_What you will do_. Copy out the full listing below as it stands, with its pictures left behind.

_Recorded data_.
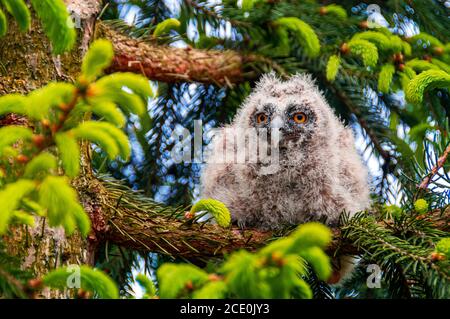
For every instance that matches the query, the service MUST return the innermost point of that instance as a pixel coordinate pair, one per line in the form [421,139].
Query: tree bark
[27,63]
[170,64]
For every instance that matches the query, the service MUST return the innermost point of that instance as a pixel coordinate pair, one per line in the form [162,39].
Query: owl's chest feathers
[293,186]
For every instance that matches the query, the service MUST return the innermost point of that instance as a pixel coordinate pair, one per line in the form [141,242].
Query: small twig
[215,15]
[439,164]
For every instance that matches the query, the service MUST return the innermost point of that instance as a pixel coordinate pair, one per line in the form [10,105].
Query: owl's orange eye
[261,118]
[300,117]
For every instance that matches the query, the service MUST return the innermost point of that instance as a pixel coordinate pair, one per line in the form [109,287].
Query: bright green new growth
[247,5]
[57,23]
[69,153]
[11,134]
[305,34]
[214,207]
[421,65]
[426,81]
[385,78]
[442,65]
[421,206]
[393,211]
[166,26]
[41,166]
[3,24]
[426,39]
[147,285]
[98,58]
[276,271]
[110,112]
[443,247]
[67,104]
[333,65]
[174,278]
[91,280]
[19,10]
[381,40]
[336,10]
[10,198]
[366,50]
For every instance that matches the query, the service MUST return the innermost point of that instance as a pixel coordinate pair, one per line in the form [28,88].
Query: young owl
[316,173]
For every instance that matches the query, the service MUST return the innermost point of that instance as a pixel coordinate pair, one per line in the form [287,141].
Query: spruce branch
[439,164]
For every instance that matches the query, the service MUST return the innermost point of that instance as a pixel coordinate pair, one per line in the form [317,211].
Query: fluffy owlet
[316,175]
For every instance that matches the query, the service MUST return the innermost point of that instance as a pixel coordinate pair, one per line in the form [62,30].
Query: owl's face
[295,107]
[295,120]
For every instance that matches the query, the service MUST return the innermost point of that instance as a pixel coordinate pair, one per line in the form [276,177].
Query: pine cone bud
[35,283]
[189,215]
[38,140]
[364,24]
[23,159]
[189,285]
[438,50]
[345,48]
[45,123]
[437,256]
[323,11]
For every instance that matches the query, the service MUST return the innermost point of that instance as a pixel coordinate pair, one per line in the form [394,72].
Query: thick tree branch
[169,64]
[129,219]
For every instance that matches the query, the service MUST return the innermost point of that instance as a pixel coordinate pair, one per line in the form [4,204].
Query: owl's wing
[218,180]
[353,172]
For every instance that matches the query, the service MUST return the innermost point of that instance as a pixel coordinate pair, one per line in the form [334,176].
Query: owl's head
[295,107]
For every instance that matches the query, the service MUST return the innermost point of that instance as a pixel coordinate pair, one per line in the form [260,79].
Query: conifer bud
[345,48]
[35,283]
[323,11]
[435,256]
[364,24]
[438,50]
[38,140]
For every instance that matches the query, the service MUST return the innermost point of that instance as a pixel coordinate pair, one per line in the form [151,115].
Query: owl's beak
[277,123]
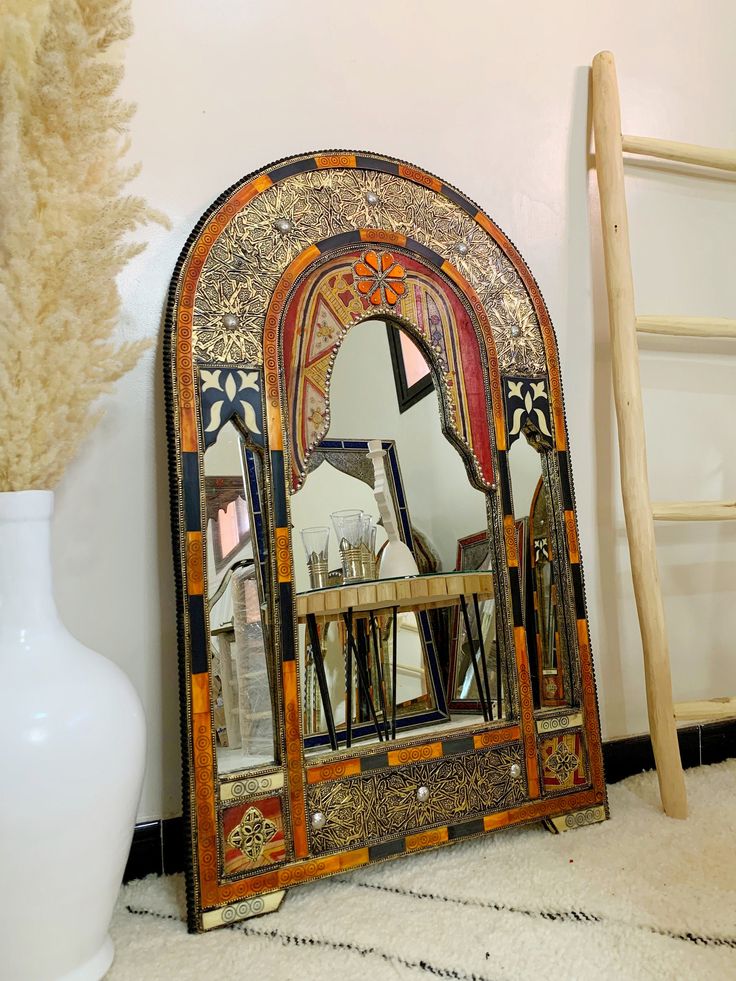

_Written answer_.
For every instance that matches the query, the service MUST return the innermost point of that instance as a pixel coordinate pair, one per line in the form [421,139].
Query: tree bark
[27,63]
[170,64]
For every instance that matches the query, the service MUST return the innermost point of that instance as a pixel coordinate pair, one per line in the form [162,39].
Query: owl's chest feathers
[293,186]
For every instance that matches the query, the service MUST return the innermost point of that instance as a pixel coordinate pair, one per line in the form [141,242].
Query: small twig
[215,15]
[439,164]
For every instance that matches the query, the service MUST return the innermost point of that instance as a pixel coordinate pair, one per line in the form [10,105].
Query: owl's orange eye
[261,118]
[300,117]
For every instance that matches the query, the service MUST return the innermost point of that instance as a pixel coordinate pair, one per line in the form [109,287].
Query: bright green new growth
[247,5]
[57,23]
[69,153]
[11,134]
[305,34]
[214,207]
[421,65]
[426,81]
[385,78]
[442,65]
[421,206]
[393,211]
[166,26]
[41,166]
[3,24]
[426,39]
[147,285]
[98,58]
[276,271]
[110,112]
[443,247]
[67,104]
[333,65]
[174,278]
[91,280]
[19,10]
[381,40]
[336,10]
[10,198]
[366,50]
For every instance that matches the query, the service MUST return the innermost point of that instance as a pixel coordinate pair, one per line in the form [28,88].
Query: young owl
[316,173]
For every instance that matches the query, the service MUST return the innermost point of that instance as a pixel coordinate pair, one per line in the form [287,141].
Query: spruce branch
[439,164]
For every instance that matches the query, the service MUST return the innermost point of that instance as a pixel coordinate pair, one per line in the form [317,211].
Query: fluffy owlet
[316,175]
For every instance that matches the query, the service MUST return the innermost point of that instance as a pixel coordinate pair, one per line in the form [62,30].
Query: owl's face
[295,107]
[295,120]
For every instance that matches the query, the service MUST return the innermost point of that instance as a pixel coordinate pair, one per line in the form [276,177].
Query: pine cone bud
[35,283]
[189,215]
[38,140]
[364,24]
[23,159]
[189,285]
[438,50]
[345,48]
[45,123]
[437,256]
[323,11]
For every instance that matches the query, the service MUST return the innermost point of that instance as a pixel coordinate pair, one per line in the form [394,72].
Query: thick tree branch
[169,64]
[129,219]
For every instance that matches the query, the service MUST return the innermost point of that instance as a pixel coordinate pair, one per line in the form [4,204].
Query: owl's wing
[218,180]
[353,172]
For every instance that matches the query, the service MUST return the innermost point of that instance as a pixel coordinate pair, one per line in the form [334,176].
Query: owl's head
[295,107]
For every instance that matches the query, the service MUST return the innermost point of that instance as a pixel coordinate pair, one per line in the form [260,79].
Query: conifer bud
[345,48]
[35,283]
[323,11]
[435,256]
[364,24]
[438,50]
[38,140]
For every instance that matches the query, the service MUST return the innermost point of that instance as a pixel coordinate pair, one per line in the form [151,115].
Query: owl's beak
[277,123]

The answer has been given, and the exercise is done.